[Object pointing dataset rows]
==========
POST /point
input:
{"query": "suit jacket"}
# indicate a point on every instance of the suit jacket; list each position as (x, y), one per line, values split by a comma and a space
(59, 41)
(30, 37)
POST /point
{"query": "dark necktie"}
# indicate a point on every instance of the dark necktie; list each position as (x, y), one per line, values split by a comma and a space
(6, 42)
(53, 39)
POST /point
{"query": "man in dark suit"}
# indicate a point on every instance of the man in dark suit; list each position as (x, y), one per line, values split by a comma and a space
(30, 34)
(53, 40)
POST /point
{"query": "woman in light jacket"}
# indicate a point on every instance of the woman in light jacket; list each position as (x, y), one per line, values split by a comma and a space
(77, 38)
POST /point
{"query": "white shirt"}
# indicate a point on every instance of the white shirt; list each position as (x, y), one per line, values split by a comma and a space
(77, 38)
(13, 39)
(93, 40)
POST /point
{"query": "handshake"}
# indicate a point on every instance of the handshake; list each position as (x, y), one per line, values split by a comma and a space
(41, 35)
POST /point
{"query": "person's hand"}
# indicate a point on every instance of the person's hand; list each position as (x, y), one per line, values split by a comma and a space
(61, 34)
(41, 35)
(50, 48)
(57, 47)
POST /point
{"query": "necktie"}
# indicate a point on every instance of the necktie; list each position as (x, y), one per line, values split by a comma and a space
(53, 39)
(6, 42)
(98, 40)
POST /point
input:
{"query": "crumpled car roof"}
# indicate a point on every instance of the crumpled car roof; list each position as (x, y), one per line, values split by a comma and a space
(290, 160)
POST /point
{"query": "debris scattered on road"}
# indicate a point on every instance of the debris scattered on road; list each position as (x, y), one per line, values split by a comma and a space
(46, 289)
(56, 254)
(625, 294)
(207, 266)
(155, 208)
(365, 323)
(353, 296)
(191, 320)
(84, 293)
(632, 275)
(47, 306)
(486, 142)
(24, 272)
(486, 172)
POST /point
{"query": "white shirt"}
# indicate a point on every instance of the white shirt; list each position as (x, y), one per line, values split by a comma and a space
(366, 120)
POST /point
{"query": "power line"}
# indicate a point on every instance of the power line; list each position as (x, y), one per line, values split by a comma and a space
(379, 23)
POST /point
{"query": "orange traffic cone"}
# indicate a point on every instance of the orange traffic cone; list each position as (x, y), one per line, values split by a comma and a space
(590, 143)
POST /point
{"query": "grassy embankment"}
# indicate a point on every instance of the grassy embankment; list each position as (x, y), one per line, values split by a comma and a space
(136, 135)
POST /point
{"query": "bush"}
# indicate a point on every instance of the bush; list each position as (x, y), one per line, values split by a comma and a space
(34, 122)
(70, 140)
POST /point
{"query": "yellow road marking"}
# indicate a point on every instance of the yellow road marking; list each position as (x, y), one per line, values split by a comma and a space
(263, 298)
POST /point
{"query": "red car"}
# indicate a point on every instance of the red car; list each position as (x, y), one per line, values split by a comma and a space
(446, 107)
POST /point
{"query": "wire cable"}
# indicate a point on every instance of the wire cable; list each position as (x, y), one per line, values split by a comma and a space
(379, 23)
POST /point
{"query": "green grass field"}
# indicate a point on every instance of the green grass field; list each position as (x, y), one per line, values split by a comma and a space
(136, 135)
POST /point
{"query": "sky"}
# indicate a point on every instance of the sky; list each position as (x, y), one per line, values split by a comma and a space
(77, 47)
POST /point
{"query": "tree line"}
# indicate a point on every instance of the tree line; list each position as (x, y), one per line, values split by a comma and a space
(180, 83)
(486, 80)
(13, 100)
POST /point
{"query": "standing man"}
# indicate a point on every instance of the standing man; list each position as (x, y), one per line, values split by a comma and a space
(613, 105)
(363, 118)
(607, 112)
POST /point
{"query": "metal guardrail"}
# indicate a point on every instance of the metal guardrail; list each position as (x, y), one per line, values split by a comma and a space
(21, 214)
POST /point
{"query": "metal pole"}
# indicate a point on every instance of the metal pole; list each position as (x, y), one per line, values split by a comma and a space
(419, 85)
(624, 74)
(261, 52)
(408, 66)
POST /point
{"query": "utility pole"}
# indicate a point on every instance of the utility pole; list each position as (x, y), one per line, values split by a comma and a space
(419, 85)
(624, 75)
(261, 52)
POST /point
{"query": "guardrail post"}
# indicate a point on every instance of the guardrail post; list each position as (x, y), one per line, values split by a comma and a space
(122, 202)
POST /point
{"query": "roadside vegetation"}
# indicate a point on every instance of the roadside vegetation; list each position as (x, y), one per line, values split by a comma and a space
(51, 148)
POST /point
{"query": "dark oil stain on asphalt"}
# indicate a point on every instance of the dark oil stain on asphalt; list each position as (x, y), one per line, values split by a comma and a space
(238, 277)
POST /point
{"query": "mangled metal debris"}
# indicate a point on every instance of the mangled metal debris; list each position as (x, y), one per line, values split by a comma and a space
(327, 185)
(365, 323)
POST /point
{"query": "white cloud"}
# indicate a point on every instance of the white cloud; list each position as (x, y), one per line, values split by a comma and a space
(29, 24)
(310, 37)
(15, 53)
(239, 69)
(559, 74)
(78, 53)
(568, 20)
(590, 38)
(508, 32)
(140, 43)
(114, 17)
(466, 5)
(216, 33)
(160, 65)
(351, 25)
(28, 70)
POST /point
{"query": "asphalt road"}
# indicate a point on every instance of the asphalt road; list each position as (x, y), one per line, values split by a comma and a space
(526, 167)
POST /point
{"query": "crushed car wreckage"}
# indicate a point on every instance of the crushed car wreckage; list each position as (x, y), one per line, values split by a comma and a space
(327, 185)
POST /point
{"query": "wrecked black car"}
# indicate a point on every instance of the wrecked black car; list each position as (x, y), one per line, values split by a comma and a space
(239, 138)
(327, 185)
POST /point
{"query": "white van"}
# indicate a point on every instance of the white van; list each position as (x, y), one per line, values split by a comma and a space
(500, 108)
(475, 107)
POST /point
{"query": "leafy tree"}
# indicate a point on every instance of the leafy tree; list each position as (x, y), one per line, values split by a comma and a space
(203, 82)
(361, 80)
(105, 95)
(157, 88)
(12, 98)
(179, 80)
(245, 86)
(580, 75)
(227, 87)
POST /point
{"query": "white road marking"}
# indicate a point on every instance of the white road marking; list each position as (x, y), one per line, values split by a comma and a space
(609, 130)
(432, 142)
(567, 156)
==========
Reproduce the listing in full. Keep it exactly as written.

POST /point
input:
{"query": "suit jacket"}
# indicate a point on every instance of the suit jacket; list each position as (x, y), one per line, values split by a comma and a space
(59, 41)
(30, 37)
POST /point
{"query": "dark necktie"}
# indicate a point on every instance of the dark necktie; list each position as (x, y), one per line, values split by a comma and a space
(6, 42)
(53, 39)
POST /point
{"query": "man in dark suit"}
# indicate a point on every instance of the man in dark suit; list each position as (x, y), one per line, values split by a comma and a space
(30, 34)
(53, 40)
POST /point
{"query": "woman in light jacket"}
# indicate a point on every instance of the woman in light jacket; list each position as (x, y), one per line, values split by a comma and a space
(77, 38)
POST /point
{"query": "white shirt"}
# indicate a point on every instance of the white shirt; list each position as (x, y), one per line, values split by a comma and a space
(77, 38)
(13, 39)
(93, 40)
POST /point
{"query": "handshake"}
# indicate a point on every instance of the handshake; list each position as (x, y), one per line, values split by a comma and a space
(41, 35)
POST /point
{"query": "person's hand"}
# indicate a point on every instance of the person's hand; list each position as (x, y), one per line, values split by a comma and a space
(61, 34)
(41, 35)
(50, 48)
(57, 47)
POST /point
{"query": "necktie"}
# indicate a point on every instance of the necktie; list each position as (x, y), one per line, values split by a comma and a space
(53, 39)
(6, 42)
(98, 40)
POST /point
input:
{"query": "crumpled car roof"}
# indicate a point on every instance of the crumpled car roof; list each position as (x, y), one per line, values split by a comma and a space
(290, 160)
POST /point
{"query": "debris scattered on road"}
# indicate a point on every instance of the debris scattered on road; list each position as (x, y), one per line, values split by a comma and a space
(46, 289)
(56, 254)
(625, 294)
(207, 266)
(155, 208)
(365, 323)
(353, 296)
(191, 320)
(84, 293)
(632, 275)
(47, 306)
(486, 142)
(24, 272)
(486, 172)
POST /point
{"query": "white shirt"}
# indicate a point on every instance of the white shirt; list each position as (x, y), one per line, values split by a comma and a space
(366, 120)
POST /point
{"query": "power line"}
# indicate a point on every instance of the power line; list each position as (x, y), one per line, values split by a comma and a space
(379, 23)
POST /point
{"query": "orange traffic cone"}
# indicate a point on every instance of the orange traffic cone; list each position as (x, y), one per line, values split by a comma and a space
(590, 143)
POST /point
{"query": "grassy embankment"}
# indicate a point on every instance of the grassy embankment; list each position as (x, y), one per line, values split by a comma and a space
(136, 135)
POST /point
{"query": "bush"}
# indicate a point on every instance of the bush; list each position as (x, y), one per line, values split by a comma and a space
(34, 122)
(70, 140)
POST /point
{"query": "yellow road marking"}
# indicate a point on every instance of the yellow road marking; list each position as (x, y), one per line, values split by a comma and a space
(263, 298)
POST /point
{"query": "red car"}
# indicate a point on every instance of the red car; list each position as (x, y), one per line, values split by a comma and a space
(446, 107)
POST /point
{"query": "wire cable"}
# indicate a point on every instance of the wire cable; list each position as (x, y), one per line, values split by a comma and a space
(379, 23)
POST /point
{"query": "green grass field"}
# indicate a point on every instance of the green grass field; list each position as (x, y), one per line, values split by a comma and a space
(136, 135)
POST /point
{"query": "sky"}
# indicate a point on every instance of the sky; list each position as (x, y), one per line, values split by a comma and a space
(77, 47)
POST /point
{"query": "tree line"}
# indicate a point on every instance of the tree line; list each position as (x, y), one per line, values split by a comma and a space
(180, 83)
(486, 80)
(13, 100)
POST /point
{"query": "standing man"}
# indicate a point on every instance of the standing man; list each position as (x, y), one per line, values split by a comma and a space
(613, 105)
(363, 118)
(607, 112)
POST /point
{"query": "metal guardrail"}
# indicate a point on every instance of the metal guardrail; list each position as (x, y), one per line, values split by a comma and a space
(21, 214)
POST /point
{"query": "metal pole"}
# indicate a point on every instance of the metal pole; list each position as (x, y), one per line, values split by a comma and a space
(419, 85)
(624, 74)
(261, 52)
(408, 66)
POST /point
{"query": "utility pole"}
# indicate a point on every instance of the utility pole; list each position as (x, y), one per line, values split by a comma and a space
(419, 85)
(624, 75)
(261, 52)
POST /point
{"query": "guardrail post"}
# indicate a point on every instance of the guardrail post; list each position as (x, y), one per line, values split by a comma and a space
(122, 202)
POST /point
{"query": "roadside vegetation"}
# indicate a point on every instance of the roadside vegetation; list each position as (x, y), one per line, values split by a comma and a space
(51, 148)
POST /point
{"query": "dark oil stain on asphalt"}
# indicate a point on every instance of the dark oil stain on asphalt; list each position as (x, y), one per line, values split by a comma and a space
(238, 277)
POST /point
{"query": "mangled metal debris"}
# indicate a point on every instance of the mangled metal debris; list each position as (x, y), one per line, values split by a comma and a space
(327, 185)
(365, 323)
POST /point
{"query": "white cloud"}
# indicate a point on every instance of the white cloud; list each position as (x, y), one per line, values split by a comma and a space
(29, 24)
(310, 37)
(15, 53)
(239, 69)
(559, 74)
(78, 53)
(568, 20)
(590, 38)
(508, 32)
(140, 43)
(114, 17)
(466, 5)
(216, 33)
(160, 65)
(351, 25)
(28, 70)
POST /point
{"query": "asphalt road"}
# indicate a point on every instance of the asphalt road; list each position as (x, y), one per line, values split by a comma and a space
(526, 167)
POST /point
{"query": "crushed car wreckage"}
# indicate a point on every instance of the crushed car wreckage; list each position as (x, y), one per line, values split by a comma and a space
(327, 185)
POST /point
{"query": "wrecked black car"}
# indicate a point on every instance of the wrecked black car; list each position as (x, y), one per line, values split by a comma and a space
(239, 138)
(327, 185)
POST /point
{"query": "white van"}
# indicate a point on every instance of the white van; list each position as (x, y), one per line, values split by a comma and a space
(500, 108)
(475, 107)
POST /point
{"query": "leafy tree"}
# indicate a point on every instance of the leafy tree; list each position as (x, y), one per line, values split by a comma and a space
(203, 82)
(361, 80)
(105, 95)
(157, 88)
(12, 98)
(179, 80)
(245, 86)
(580, 75)
(227, 87)
POST /point
{"query": "white road marking"}
# indicate a point on every instance of the white road marking; list each position as (x, y), one per line, values split by a comma and a space
(609, 130)
(432, 142)
(567, 156)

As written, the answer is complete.